Segmentation dataset excerpts:
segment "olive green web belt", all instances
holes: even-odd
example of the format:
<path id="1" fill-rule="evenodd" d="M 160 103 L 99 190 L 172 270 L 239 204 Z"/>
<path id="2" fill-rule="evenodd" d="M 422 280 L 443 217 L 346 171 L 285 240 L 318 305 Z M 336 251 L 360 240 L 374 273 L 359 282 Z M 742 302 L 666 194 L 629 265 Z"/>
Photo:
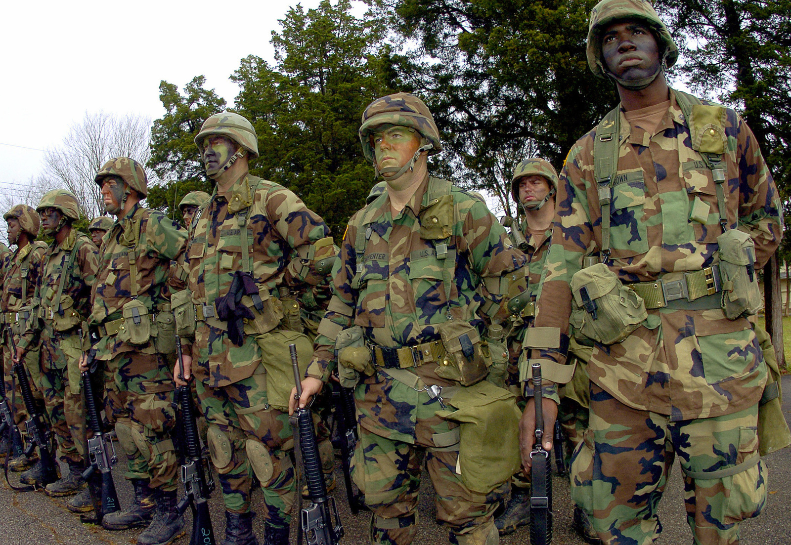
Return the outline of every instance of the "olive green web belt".
<path id="1" fill-rule="evenodd" d="M 712 265 L 701 271 L 684 273 L 678 280 L 653 280 L 626 284 L 645 301 L 646 308 L 704 310 L 720 308 L 722 291 L 720 267 Z"/>

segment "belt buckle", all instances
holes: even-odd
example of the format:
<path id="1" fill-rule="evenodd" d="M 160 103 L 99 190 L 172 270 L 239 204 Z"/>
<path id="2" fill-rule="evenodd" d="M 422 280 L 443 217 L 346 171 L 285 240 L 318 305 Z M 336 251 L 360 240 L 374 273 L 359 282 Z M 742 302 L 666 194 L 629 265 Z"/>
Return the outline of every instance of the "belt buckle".
<path id="1" fill-rule="evenodd" d="M 689 301 L 689 291 L 687 290 L 687 282 L 684 279 L 662 281 L 662 293 L 664 295 L 664 301 L 676 301 L 676 299 L 686 298 Z"/>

**Instructions to follow:**
Please rewrite all of the rows with "example of the format" replaced by "format sample" and nothing else changed. Omit the pictures.

**Answer to this exercise:**
segment "olive green web belt", all instances
holes: even-odd
format sample:
<path id="1" fill-rule="evenodd" d="M 160 103 L 99 190 L 172 270 L 239 204 Z"/>
<path id="2" fill-rule="evenodd" d="M 422 280 L 443 217 L 346 171 L 285 240 L 318 305 Z M 336 251 L 360 240 L 374 273 L 359 282 Z M 742 302 L 666 194 L 629 265 Z"/>
Photo:
Return the outline of every instance of the "olive green web belt".
<path id="1" fill-rule="evenodd" d="M 712 265 L 701 271 L 684 273 L 678 280 L 653 280 L 626 284 L 645 301 L 646 308 L 704 310 L 720 308 L 722 291 L 720 267 Z"/>

segment "belt buckle", all instances
holes: even-odd
format sample:
<path id="1" fill-rule="evenodd" d="M 160 103 L 99 190 L 172 270 L 239 204 Z"/>
<path id="2" fill-rule="evenodd" d="M 422 280 L 443 217 L 346 171 L 285 240 L 318 305 Z M 336 251 L 360 240 L 374 273 L 359 282 Z M 742 302 L 666 194 L 629 265 Z"/>
Return the outline of every instance of the "belt buckle".
<path id="1" fill-rule="evenodd" d="M 689 301 L 689 291 L 687 290 L 687 282 L 684 279 L 662 281 L 662 293 L 664 295 L 664 301 L 676 301 L 676 299 L 686 298 Z"/>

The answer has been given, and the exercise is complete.